■ Given problem ■
Rescale the lines from the start of the block below through the line containing "M 142 120 L", including both ends. Repeat every one of those lines, requests included, with each coordinate in the answers multiplied by 2.55 and rounded to a whole number, halves rounded up.

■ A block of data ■
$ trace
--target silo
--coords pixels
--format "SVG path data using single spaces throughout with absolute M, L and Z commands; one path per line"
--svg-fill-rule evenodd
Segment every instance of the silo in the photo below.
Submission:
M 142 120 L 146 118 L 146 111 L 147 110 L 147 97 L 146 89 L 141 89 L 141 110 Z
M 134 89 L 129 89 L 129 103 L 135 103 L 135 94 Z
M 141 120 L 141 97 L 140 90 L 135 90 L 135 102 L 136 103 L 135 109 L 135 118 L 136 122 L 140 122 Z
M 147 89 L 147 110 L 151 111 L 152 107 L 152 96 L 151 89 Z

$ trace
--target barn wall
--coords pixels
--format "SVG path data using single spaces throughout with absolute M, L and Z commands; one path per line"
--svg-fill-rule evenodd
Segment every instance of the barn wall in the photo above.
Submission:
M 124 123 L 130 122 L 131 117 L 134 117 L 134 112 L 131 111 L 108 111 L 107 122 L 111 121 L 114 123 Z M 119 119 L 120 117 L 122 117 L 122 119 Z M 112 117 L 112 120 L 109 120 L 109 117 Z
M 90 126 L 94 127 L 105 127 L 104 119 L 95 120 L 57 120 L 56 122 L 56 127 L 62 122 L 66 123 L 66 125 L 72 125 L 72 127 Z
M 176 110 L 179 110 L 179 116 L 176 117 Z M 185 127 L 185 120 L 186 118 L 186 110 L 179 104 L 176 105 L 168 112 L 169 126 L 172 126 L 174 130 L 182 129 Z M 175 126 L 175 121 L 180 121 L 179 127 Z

■ Correct output ■
$ trace
--target silo
--coords pixels
--format "SVG path data using single spaces throughout with absolute M, L and Z commands; one path per line"
--svg-fill-rule evenodd
Segment every instance of the silo in the photo below.
Submission:
M 362 306 L 372 301 L 372 283 L 375 281 L 375 247 L 372 227 L 360 227 L 360 281 Z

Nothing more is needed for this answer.